GIVEN PROBLEM
Please reproduce the lines from the one with "find the wooden stool leg" through the last line, requests included, multiplying every coordinate in the answers by 2.05 and rounding each result to a whole number, with halves rounded up.

ENTRIES SUPPLIED
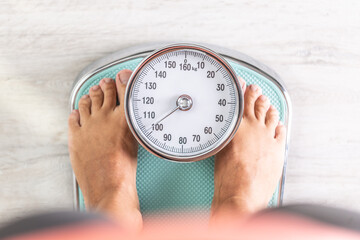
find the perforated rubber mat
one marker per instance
(166, 187)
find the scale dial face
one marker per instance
(183, 103)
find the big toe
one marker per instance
(109, 89)
(272, 118)
(84, 108)
(262, 104)
(251, 95)
(74, 120)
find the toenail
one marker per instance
(263, 98)
(253, 88)
(123, 77)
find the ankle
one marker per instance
(122, 209)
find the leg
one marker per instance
(248, 169)
(103, 152)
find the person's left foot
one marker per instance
(103, 152)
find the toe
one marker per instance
(280, 132)
(97, 98)
(251, 94)
(84, 107)
(262, 104)
(108, 88)
(272, 117)
(121, 80)
(74, 120)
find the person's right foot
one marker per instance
(248, 169)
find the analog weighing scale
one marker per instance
(183, 103)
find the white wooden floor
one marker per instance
(313, 45)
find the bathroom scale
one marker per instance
(183, 104)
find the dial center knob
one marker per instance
(184, 102)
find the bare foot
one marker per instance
(103, 152)
(248, 169)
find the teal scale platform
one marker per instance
(166, 187)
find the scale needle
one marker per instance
(171, 112)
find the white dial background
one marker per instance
(154, 95)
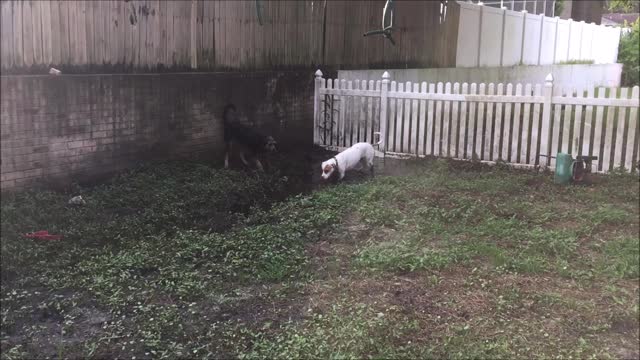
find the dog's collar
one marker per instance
(337, 167)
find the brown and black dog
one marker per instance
(245, 138)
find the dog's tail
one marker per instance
(380, 137)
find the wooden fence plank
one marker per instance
(608, 136)
(596, 149)
(437, 132)
(463, 124)
(362, 123)
(370, 118)
(578, 126)
(422, 121)
(556, 126)
(377, 109)
(525, 145)
(6, 36)
(535, 127)
(399, 121)
(18, 33)
(47, 32)
(488, 124)
(446, 122)
(515, 129)
(430, 128)
(455, 124)
(414, 123)
(621, 124)
(471, 127)
(342, 114)
(406, 123)
(36, 40)
(479, 123)
(632, 132)
(27, 33)
(588, 125)
(565, 144)
(56, 33)
(393, 110)
(507, 127)
(497, 127)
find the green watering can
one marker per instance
(569, 169)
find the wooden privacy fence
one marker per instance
(525, 125)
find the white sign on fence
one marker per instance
(489, 36)
(518, 124)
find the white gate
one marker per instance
(523, 125)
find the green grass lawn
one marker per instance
(448, 260)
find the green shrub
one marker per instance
(629, 55)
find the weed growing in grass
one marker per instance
(621, 258)
(344, 331)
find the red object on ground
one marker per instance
(43, 235)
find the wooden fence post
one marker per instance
(384, 91)
(316, 107)
(545, 134)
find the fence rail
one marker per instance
(514, 123)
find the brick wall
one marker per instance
(56, 130)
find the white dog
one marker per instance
(354, 158)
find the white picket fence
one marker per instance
(523, 125)
(489, 36)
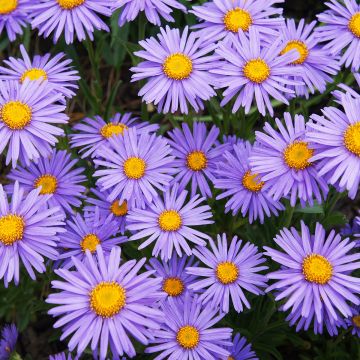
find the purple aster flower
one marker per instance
(282, 157)
(342, 31)
(103, 303)
(335, 140)
(154, 9)
(28, 113)
(93, 133)
(188, 332)
(197, 154)
(28, 233)
(178, 71)
(247, 191)
(14, 15)
(229, 270)
(250, 72)
(169, 223)
(72, 17)
(135, 165)
(225, 18)
(315, 62)
(315, 274)
(54, 175)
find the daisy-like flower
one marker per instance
(169, 223)
(342, 31)
(229, 270)
(251, 71)
(27, 114)
(335, 140)
(14, 15)
(154, 10)
(93, 133)
(103, 303)
(28, 233)
(315, 274)
(177, 70)
(135, 165)
(188, 332)
(315, 62)
(175, 281)
(282, 159)
(197, 154)
(86, 234)
(57, 71)
(225, 18)
(247, 191)
(55, 175)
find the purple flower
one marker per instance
(247, 191)
(229, 270)
(93, 133)
(54, 175)
(178, 71)
(315, 274)
(169, 223)
(103, 304)
(282, 159)
(28, 233)
(188, 332)
(72, 17)
(27, 114)
(135, 165)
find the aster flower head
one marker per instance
(246, 190)
(28, 113)
(177, 68)
(315, 274)
(282, 159)
(251, 70)
(225, 18)
(93, 133)
(55, 175)
(189, 332)
(28, 233)
(134, 166)
(169, 223)
(228, 271)
(197, 154)
(103, 303)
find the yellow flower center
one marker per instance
(300, 47)
(111, 129)
(11, 228)
(107, 299)
(352, 138)
(354, 24)
(117, 209)
(70, 4)
(188, 337)
(134, 168)
(47, 182)
(89, 242)
(227, 272)
(15, 114)
(169, 220)
(252, 182)
(236, 19)
(177, 66)
(317, 269)
(256, 70)
(196, 161)
(297, 155)
(173, 286)
(7, 6)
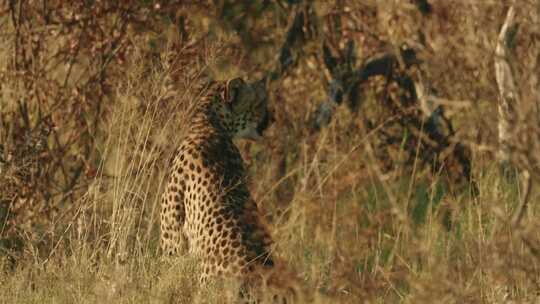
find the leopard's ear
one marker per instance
(232, 89)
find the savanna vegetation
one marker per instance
(382, 177)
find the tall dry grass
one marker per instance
(353, 231)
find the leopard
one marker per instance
(207, 209)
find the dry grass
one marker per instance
(353, 231)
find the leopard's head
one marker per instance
(247, 106)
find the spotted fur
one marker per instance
(207, 209)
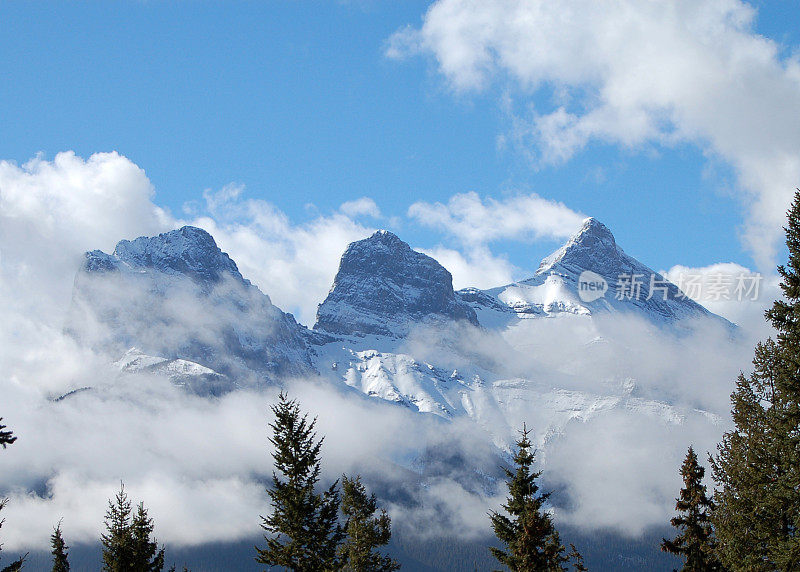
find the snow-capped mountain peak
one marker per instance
(384, 287)
(592, 244)
(187, 251)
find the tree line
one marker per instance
(749, 522)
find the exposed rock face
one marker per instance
(554, 289)
(384, 287)
(178, 295)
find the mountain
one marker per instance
(383, 287)
(177, 295)
(589, 275)
(391, 328)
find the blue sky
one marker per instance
(301, 103)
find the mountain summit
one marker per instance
(590, 275)
(177, 295)
(383, 287)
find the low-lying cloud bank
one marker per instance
(200, 465)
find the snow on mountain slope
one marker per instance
(391, 328)
(192, 376)
(518, 376)
(178, 295)
(591, 259)
(384, 287)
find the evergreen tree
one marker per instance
(303, 532)
(147, 556)
(695, 540)
(531, 540)
(757, 466)
(60, 551)
(365, 531)
(7, 438)
(127, 545)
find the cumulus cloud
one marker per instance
(633, 73)
(293, 263)
(189, 457)
(476, 221)
(731, 290)
(478, 267)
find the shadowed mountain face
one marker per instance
(384, 287)
(177, 295)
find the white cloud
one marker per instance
(715, 287)
(635, 72)
(478, 268)
(364, 206)
(477, 221)
(292, 263)
(208, 456)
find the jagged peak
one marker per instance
(384, 237)
(188, 250)
(593, 239)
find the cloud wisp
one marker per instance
(632, 73)
(188, 457)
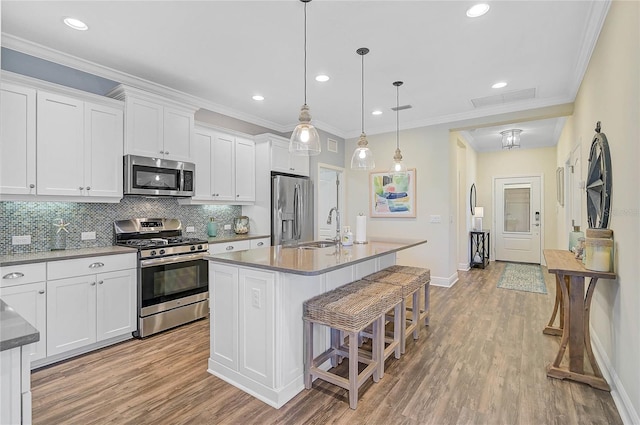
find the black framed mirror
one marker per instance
(472, 199)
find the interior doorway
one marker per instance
(518, 219)
(330, 194)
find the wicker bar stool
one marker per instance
(349, 313)
(375, 289)
(411, 279)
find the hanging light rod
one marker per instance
(305, 140)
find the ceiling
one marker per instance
(223, 52)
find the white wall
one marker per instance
(428, 150)
(610, 93)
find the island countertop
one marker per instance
(315, 261)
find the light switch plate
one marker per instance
(21, 240)
(88, 236)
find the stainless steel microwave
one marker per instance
(158, 177)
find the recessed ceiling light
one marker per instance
(76, 24)
(477, 10)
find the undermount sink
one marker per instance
(317, 244)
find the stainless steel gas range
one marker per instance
(173, 276)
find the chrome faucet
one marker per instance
(337, 238)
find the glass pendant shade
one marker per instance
(511, 139)
(305, 139)
(362, 158)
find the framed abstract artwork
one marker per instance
(392, 196)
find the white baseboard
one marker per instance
(627, 411)
(444, 281)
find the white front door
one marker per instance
(518, 219)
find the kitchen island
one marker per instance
(256, 301)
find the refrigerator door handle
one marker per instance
(296, 212)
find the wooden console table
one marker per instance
(573, 318)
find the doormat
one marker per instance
(522, 277)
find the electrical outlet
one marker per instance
(88, 236)
(21, 240)
(255, 297)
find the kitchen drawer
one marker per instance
(260, 243)
(90, 265)
(21, 274)
(219, 248)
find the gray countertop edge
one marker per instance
(67, 254)
(14, 330)
(312, 272)
(233, 238)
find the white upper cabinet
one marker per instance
(225, 168)
(59, 144)
(281, 160)
(156, 127)
(17, 140)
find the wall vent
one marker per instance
(500, 99)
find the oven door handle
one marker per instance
(172, 259)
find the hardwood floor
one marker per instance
(481, 361)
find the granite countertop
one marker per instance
(66, 254)
(232, 237)
(14, 330)
(310, 262)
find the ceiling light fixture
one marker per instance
(362, 158)
(76, 24)
(477, 10)
(305, 140)
(511, 138)
(398, 168)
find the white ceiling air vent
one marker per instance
(499, 99)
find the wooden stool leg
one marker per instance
(308, 353)
(398, 327)
(415, 310)
(353, 370)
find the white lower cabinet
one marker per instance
(89, 308)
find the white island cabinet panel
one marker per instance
(223, 290)
(256, 309)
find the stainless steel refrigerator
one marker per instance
(291, 210)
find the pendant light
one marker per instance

CORRECT ANSWER
find the wooden stool leg
one marker per instance
(631, 724)
(816, 670)
(851, 636)
(724, 759)
find the white lower cabinet
one marker per instance
(182, 631)
find the white island cabinet panel
one marker per instance
(457, 595)
(525, 633)
find the stainless steel refrigerator
one marker per instance
(597, 431)
find the pendant light
one marker per instance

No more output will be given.